> **YOUR OBJECTIVE**
Return the following from the records below: each line, word for word, starting with the line that contains "480L879 464H842L793 481L767" and going on through the line that contains "490L1861 522L1854 609L1873", with nothing outside that range.

..........

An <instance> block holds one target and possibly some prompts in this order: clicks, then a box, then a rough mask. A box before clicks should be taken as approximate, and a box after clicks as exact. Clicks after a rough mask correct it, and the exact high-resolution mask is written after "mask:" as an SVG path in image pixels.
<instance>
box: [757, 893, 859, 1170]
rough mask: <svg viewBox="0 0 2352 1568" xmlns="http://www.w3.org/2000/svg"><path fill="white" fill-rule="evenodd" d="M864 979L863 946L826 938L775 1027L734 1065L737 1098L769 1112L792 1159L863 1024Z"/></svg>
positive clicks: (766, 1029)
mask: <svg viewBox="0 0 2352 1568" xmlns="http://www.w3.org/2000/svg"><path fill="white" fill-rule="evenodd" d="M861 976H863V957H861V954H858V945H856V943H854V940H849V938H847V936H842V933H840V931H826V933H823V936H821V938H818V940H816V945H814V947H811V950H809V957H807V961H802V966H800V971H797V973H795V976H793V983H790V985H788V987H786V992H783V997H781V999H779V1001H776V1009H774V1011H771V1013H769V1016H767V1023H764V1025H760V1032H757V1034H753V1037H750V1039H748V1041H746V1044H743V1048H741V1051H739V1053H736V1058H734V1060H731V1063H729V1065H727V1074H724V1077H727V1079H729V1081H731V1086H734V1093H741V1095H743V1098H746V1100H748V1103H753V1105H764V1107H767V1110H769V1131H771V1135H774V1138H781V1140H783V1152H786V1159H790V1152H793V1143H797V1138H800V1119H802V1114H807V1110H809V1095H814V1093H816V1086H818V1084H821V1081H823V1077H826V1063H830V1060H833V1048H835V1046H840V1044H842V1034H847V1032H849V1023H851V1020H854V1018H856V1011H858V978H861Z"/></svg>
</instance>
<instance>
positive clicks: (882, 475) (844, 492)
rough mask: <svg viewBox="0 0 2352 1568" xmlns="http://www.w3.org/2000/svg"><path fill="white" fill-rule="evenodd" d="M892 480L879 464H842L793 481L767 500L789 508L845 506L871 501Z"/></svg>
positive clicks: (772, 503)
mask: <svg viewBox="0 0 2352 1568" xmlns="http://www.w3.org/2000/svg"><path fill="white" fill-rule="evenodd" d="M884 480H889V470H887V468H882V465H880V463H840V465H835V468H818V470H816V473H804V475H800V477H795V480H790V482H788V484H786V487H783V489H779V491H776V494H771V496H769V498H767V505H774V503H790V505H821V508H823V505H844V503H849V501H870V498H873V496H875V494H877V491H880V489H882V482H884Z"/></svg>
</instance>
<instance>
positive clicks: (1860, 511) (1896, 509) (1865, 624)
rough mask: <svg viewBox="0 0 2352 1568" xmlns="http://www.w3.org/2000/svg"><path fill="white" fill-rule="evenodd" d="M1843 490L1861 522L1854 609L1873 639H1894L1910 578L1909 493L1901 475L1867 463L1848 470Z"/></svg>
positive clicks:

..........

> **TASK SOLUTION**
rough mask: <svg viewBox="0 0 2352 1568" xmlns="http://www.w3.org/2000/svg"><path fill="white" fill-rule="evenodd" d="M892 480L879 464H842L793 481L767 500L789 508L845 506L871 501Z"/></svg>
positive clicks: (772, 503)
mask: <svg viewBox="0 0 2352 1568" xmlns="http://www.w3.org/2000/svg"><path fill="white" fill-rule="evenodd" d="M884 480H889V470H887V468H882V465H880V463H840V465H835V468H818V470H816V473H804V475H800V477H795V480H790V482H788V484H786V487H783V489H779V491H776V494H771V496H769V498H767V505H774V503H790V505H821V508H823V505H844V503H849V501H870V498H873V496H875V494H877V491H880V489H882V482H884Z"/></svg>
</instance>
<instance>
positive clicks: (1860, 511) (1896, 509) (1865, 624)
rough mask: <svg viewBox="0 0 2352 1568" xmlns="http://www.w3.org/2000/svg"><path fill="white" fill-rule="evenodd" d="M1843 490L1861 522L1854 609L1873 639H1894L1910 578L1909 493L1901 475L1867 463L1848 470Z"/></svg>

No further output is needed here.